**** GIVEN DATA ****
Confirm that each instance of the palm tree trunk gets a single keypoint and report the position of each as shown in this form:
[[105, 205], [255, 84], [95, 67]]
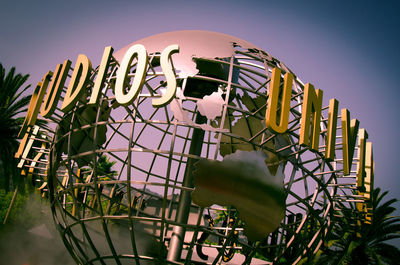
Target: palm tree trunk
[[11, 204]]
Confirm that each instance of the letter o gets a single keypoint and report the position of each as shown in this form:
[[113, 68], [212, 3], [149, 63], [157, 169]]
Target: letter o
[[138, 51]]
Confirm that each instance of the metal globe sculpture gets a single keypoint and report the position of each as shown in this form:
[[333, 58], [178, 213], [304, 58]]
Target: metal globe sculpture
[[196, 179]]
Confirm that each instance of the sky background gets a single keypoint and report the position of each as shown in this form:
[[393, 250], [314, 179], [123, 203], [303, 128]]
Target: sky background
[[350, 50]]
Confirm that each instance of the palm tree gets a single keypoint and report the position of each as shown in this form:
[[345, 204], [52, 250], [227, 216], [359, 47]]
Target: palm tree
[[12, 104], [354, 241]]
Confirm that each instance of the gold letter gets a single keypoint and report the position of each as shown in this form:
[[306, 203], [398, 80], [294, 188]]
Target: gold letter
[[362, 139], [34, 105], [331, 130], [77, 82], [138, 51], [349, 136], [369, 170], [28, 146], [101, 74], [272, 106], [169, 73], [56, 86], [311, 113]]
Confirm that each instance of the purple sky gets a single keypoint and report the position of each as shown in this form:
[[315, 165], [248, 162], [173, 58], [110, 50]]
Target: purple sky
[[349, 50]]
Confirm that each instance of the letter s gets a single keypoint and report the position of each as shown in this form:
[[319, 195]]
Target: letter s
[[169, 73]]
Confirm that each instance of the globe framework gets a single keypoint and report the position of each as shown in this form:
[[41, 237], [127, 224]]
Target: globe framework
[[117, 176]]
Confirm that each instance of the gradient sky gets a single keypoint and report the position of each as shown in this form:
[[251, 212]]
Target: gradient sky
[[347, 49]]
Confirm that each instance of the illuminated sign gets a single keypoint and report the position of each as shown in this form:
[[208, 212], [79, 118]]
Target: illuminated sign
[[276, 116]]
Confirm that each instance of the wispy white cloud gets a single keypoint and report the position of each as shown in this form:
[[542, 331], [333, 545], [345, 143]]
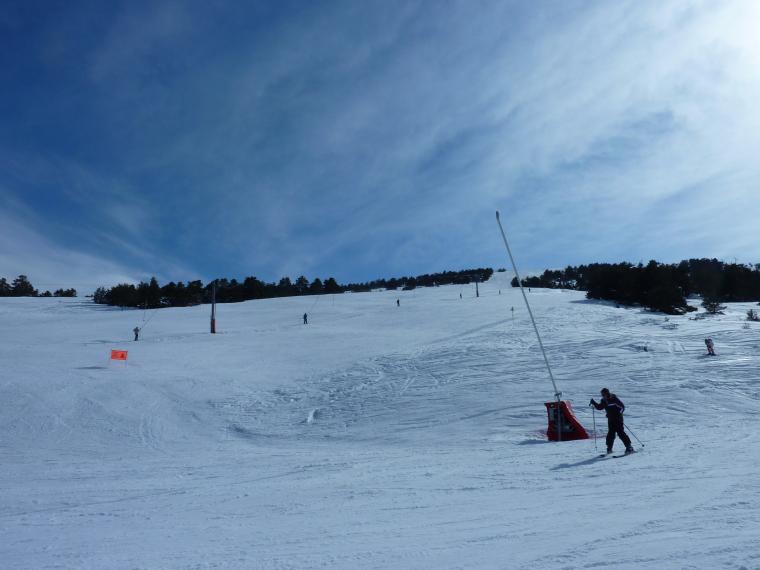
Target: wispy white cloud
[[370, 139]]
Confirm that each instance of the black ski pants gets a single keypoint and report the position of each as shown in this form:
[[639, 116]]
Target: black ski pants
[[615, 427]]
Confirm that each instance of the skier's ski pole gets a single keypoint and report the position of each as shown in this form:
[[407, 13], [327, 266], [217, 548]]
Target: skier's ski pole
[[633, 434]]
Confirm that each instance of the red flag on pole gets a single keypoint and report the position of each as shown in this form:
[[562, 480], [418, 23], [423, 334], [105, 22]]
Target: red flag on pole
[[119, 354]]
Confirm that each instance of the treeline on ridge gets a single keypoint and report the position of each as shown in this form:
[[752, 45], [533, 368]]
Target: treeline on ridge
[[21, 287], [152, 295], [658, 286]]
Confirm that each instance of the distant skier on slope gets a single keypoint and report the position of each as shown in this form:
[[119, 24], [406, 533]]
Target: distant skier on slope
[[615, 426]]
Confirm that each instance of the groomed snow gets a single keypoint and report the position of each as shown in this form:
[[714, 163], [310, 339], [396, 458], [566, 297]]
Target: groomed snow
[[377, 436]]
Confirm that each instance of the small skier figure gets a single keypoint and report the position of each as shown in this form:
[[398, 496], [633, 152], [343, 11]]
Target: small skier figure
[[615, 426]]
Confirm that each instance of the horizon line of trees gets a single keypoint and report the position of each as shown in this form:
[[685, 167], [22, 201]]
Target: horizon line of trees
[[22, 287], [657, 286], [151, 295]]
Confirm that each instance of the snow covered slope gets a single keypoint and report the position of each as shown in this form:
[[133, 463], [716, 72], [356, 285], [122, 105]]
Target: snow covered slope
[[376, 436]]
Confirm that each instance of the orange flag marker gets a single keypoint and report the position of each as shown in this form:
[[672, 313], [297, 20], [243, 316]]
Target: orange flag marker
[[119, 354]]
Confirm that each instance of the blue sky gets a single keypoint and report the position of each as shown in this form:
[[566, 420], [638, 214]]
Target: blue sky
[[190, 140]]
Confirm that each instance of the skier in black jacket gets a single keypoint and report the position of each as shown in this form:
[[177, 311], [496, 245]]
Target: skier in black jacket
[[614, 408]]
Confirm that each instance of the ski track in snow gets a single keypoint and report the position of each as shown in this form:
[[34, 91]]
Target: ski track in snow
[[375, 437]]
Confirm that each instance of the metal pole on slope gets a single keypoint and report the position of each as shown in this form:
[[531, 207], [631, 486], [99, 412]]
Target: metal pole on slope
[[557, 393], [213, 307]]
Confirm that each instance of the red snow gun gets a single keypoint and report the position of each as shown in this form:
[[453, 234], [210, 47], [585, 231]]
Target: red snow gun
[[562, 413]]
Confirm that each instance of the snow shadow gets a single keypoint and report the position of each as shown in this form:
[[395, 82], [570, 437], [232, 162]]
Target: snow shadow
****
(WORK TO BE COMPLETED): Reproduce the listing exactly, but keep its images out of the copy.

(TASK SOLUTION):
Confirm that each instance of the palm tree trunk gets a single keypoint and report the position of each as shown in this form:
[[105, 205], [255, 84], [95, 67]]
Target: palm tree trunk
[[11, 204]]
Confirm that each instance of the letter o gets a single keypoint and report the position of each as shown in this form:
[[113, 68], [212, 3], [149, 63], [157, 169]]
Target: letter o
[[138, 51]]
Confirm that each instance of the metal globe sculpture gets a single keypoint and report the position of each as shown in this form:
[[333, 58], [178, 213], [304, 58]]
Target: metal globe sculpture
[[196, 179]]
Confirm that each instance of the sky background gets a single keypoint and report the position of each as shown in this form:
[[393, 250], [314, 179], [123, 203], [303, 128]]
Target: sky background
[[350, 50]]
Confirm that each instance of the palm tree gets a single keypoint and report the position of each as shown in this form:
[[345, 204], [52, 250], [227, 216], [359, 47]]
Target: palm tree
[[12, 104], [354, 241]]
Confirm that each instance of the gold letter gets a single keypoint and report the position of each as shown in this form:
[[306, 203], [398, 80], [294, 188]]
Target: gold letter
[[362, 139], [34, 105], [331, 130], [77, 82], [138, 51], [349, 136], [369, 170], [28, 146], [101, 74], [272, 106], [169, 73], [56, 86], [311, 113]]
Confirm that each instance of the purple sky gets a single keypoint and report the position of each as shown in this form:
[[315, 165], [248, 162], [173, 58], [110, 50]]
Target: purple sky
[[349, 50]]
Confirm that each instance of the letter s gets a single keypoint and report the position of each as shown in this form:
[[319, 195]]
Target: letter s
[[169, 73]]
Confirm that each instance of the globe framework gets a single keypoint and report the position of each as shown in this form:
[[41, 237], [127, 224]]
Target: globe framework
[[117, 176]]
Confirm that each instance of the gradient sky gets a single keypoint and report the position of each as shown in this form:
[[251, 212]]
Target: gradient sky
[[347, 49]]
Confirm that each instance of the illuminated sign gets a single keypoint and report the position of each as shown in this form:
[[208, 212], [79, 118]]
Target: illuminated sign
[[276, 116]]
Confirm that each instance of the wispy white cloud gets a single keypoint and report the position of each as shown in this form:
[[542, 331], [333, 545], [345, 143]]
Target: wispy white cloud
[[370, 139]]
Confirm that each instance of the black ski pants gets a single keypoint and report the position of each as shown in this form:
[[639, 116]]
Target: black ski pants
[[615, 427]]
Confirm that each instance of the skier's ski pole gets a single keypoint and report the position of each as shown in this form:
[[407, 13], [327, 266], [217, 548]]
Target: skier's ski pole
[[633, 434]]
Confirm that each instance of the red flag on pole gets a single keypoint and report the position of each as shown in this form:
[[562, 480], [418, 23], [423, 334], [105, 22]]
Target: red flag on pole
[[119, 354]]
Confirm that each instance of the treeline on ridge gets a single keypoint and report the position of each as shown in this form:
[[752, 45], [533, 368]]
Target: treeline on ridge
[[21, 287], [152, 295], [658, 286]]
Confirm that each instance of the distant skier on slope gets a single keypoint and report the position of each as shown in this form:
[[119, 24], [406, 533]]
Target: distant skier on slope
[[615, 426]]
Confirm that each instance of the groomed snow gets a single keypoint and report the position of each as shown in this form:
[[714, 163], [310, 339], [396, 458], [566, 297]]
Target: groomed snow
[[377, 436]]
Confirm that each instance of the small skier figure gets a single keypoint and report the position of each as shown in this form:
[[398, 496], [633, 152], [343, 11]]
Target: small skier figure
[[615, 426]]
Confirm that each instance of the horizon line of trees gets a single keypoint and report the position of each as shown in this form:
[[685, 167], [22, 201]]
Target: horizon line of trees
[[22, 287], [657, 286], [151, 295]]
Confirm that each instance of the snow covered slope gets a single keypoint and report the position of each as shown in this form:
[[133, 463], [716, 72], [356, 285], [122, 105]]
Target: snow covered slope
[[376, 436]]
Confirm that each instance of the orange flag marker gets a single keypoint and report the position of each as shown in this form:
[[672, 313], [297, 20], [243, 316]]
Target: orange flag marker
[[119, 354]]
Confirm that each instance of the blue sky gets a single keypoint and report the position of each as shown in this form:
[[566, 420], [638, 214]]
Target: blue sky
[[190, 140]]
Confirm that each instance of the skier in black jacket gets a single keypoint and report the position of each as shown in this form:
[[177, 311], [496, 245]]
Target: skier in black jacket
[[614, 408]]
Confirm that each instance of the ski track in snow gets a single keypoint and report the position of each as shown in this form:
[[34, 91]]
Target: ski track in snow
[[375, 437]]
Confirm that each instance of the metal pole on slope gets a single keypoint and report the position of each as shown in this form:
[[531, 207], [631, 486], [99, 412]]
Target: metal pole on slope
[[557, 393], [213, 307]]
Confirm that each instance of the red snow gun gets a single keypoint and report the position of each as shown in this form:
[[453, 234], [210, 47], [585, 231]]
Target: red snow gun
[[562, 413]]
Confirm that each instance of the snow shadow gets a single keypoint and report the position of each as shown in this form:
[[395, 82], [570, 437], [232, 162]]
Target: snow shadow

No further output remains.